Consignes
A – Selon la notice sur les Mémoires de l'année 1789, quelle marque portent les reliures révolutionnaires de l'ouvrage ?
B – Poursuivez la notice sur les Mémoires de l'année 1789 à partir de sa dernière phrase.

[Révolution Française]. Mémoires pour servir à l'histoire de l'année 1789
Édition originale de l’une des premières relations de la journée du 14 juillet 1789 conservée dans ses reliures révolutionnaires marquées « Pro Patria Fondeville ».
4 volumes in-8, basane marbrée, chiffre et devise révolutionnaire frappés or au centre des plats, dos lisse, coupes décorées, tranches jaspées. Reliure d’époque révolutionnaire.
195 x 120 mm.
[Révolution Française]. Mémoires pour servir à l'histoire de l'année 1789 par une société de gens de lettres.
Paris, 1790.
Édition originale célèbre et rare retraçant les premières journées révolutionnaires.
« On pourrait tenter de déterminer dans le déroulement révolutionnaire le moment où la Révolution non plus contente de se mettre en scène, de se donner à voir à ses acteurs et à ses enfants dans une pédagogie du narcissique qui, la distance aidant, se transforme en pratique commémorative, est l’objet d’une analyse sur ses origines, son sens et son devenir et trouve à s'inscrire dans un discours historiographique qui la saisit non seulement dans son flux propre mais aussi dans le mouvement d’une histoire qui l’excède. Sans doute la dénonciation des Aristocrates, des Prêtres, de la Cour et du Roi peut-elle passer comme une désignation non-dite de ses causes et donc des origines du processus révolutionnaire. C’est la faute à Voltaire, c’est la faute à Rousseau proclame-t-on d’un côté, c’est la faute aux Aristos et à Madame Véto tonne-t-on de l’autre. On avouera que l’analyse n’est guère précise et que des causes aussi générales ne permettent pas de comprendre le pourquoi des faits, la mécanique de l’événement, sa place dans le devenir historique. Pour qui contemple la masse des écrits auxquels la Révolution donne naissance, le poids du contemporain le plus immédiat est patent. La commémoration du 14 juillet 1789 et d’autres dates fondatrices par la Révolution elle-même ne doit pas faire illusion. Tout d’abord parce qu’elle replie l'événement révolutionnaire sur lui-même et rend presque impossible son rattachement à une histoire qui la précède, à des références qui lui soient extérieures (Révolution d'Angleterre ou Révolution d'Amérique par exemple pour rester dans le passé proche). Mais aussi parce qu’en instituant un culte des origines, elle affirme une naissance et une coupure, une spécificité radicale qui souligne son étrangeté à toute histoire passée et son absolue différence. La conscience d’inventer, d'entrer dans une ère nouvelle où le temps et l’espace sont soumis à de nouvelles mesures, si vivante chez les Révolutionnaires conduisait à cette impossibilité d'une saisie historique qui ne soit ni segmentée, ni coupée de toute histoire » (Jean-Marie Goulemot).

Enregistrements issus d'une source de données:
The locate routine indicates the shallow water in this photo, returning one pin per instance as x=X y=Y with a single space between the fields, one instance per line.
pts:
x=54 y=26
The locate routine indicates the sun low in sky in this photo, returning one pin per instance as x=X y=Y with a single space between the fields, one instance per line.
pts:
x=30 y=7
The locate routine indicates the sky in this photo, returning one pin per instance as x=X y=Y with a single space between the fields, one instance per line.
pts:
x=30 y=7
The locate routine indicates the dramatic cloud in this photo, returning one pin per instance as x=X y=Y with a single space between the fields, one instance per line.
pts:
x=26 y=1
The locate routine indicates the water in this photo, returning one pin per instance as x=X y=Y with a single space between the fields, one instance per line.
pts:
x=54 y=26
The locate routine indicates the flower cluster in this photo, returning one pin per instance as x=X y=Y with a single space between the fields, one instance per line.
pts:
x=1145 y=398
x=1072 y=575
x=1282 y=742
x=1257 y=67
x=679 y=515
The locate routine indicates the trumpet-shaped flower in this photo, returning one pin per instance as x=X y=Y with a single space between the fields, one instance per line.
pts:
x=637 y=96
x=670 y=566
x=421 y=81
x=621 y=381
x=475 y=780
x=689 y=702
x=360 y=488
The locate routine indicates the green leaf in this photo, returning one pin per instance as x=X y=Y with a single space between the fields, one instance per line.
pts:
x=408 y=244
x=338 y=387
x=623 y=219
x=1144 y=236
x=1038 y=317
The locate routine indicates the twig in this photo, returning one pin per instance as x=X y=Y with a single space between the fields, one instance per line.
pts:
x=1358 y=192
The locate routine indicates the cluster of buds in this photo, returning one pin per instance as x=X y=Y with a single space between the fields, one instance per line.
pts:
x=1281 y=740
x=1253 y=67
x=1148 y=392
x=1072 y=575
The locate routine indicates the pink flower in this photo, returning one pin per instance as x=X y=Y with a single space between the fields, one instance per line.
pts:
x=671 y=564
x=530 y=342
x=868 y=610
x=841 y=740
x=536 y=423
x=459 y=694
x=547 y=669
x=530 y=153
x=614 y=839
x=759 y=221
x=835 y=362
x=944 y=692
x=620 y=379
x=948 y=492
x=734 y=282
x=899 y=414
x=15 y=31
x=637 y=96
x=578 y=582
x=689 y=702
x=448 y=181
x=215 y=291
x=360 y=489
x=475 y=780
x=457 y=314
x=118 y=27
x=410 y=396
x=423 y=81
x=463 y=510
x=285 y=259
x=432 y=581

Réponses
A – Elles portent la marque « Pro Patria Fondeville ».

B –
Le 14 juillet 1789 : « … Presque toutes les nouvelles qui étaient arrivées de Paris, dans la matinée, faisaient espérer le retour du calme et de la paix dans cette capitale. Beaucoup de députés croyaient même pouvoir se dispenser d’aller l’après-dîner à l’assemblée. Cependant des bruits sourds commençaient à troubler ce moment de tranquillité, lorsque M. le Vicomte, de Noailles est arrivé à toutes brides de Paris. Son air seul annonçait ce qu’il avait à raconter. Il est monté dans l’assemblée, environné de députés. Là, il a dit ce qu’il avait vu lui-même, toute la bourgeoisie de Paris en armes, et dirigée dans sa discipline par des Gardes françaises et des Suisses, les canons des Invalides et les fusils enlevés ; toutes les familles nobles obligées de se renfermer dans leurs maisons : la Bastille forcée, et M. de Launay, son gouverneur qui avait fait tirer sur les citoyens, égorgé.
Il est aisé de concevoir l’impression terrible que ces nouvelles désastreuses ont produite sur les représentants de la Nation. Sur le champ, il a été arrêté une députation au roi, dans laquelle se mêlerait M. le vicomte de Noailles, comme témoin des vérités fatales qu’on devait lui faire entendre.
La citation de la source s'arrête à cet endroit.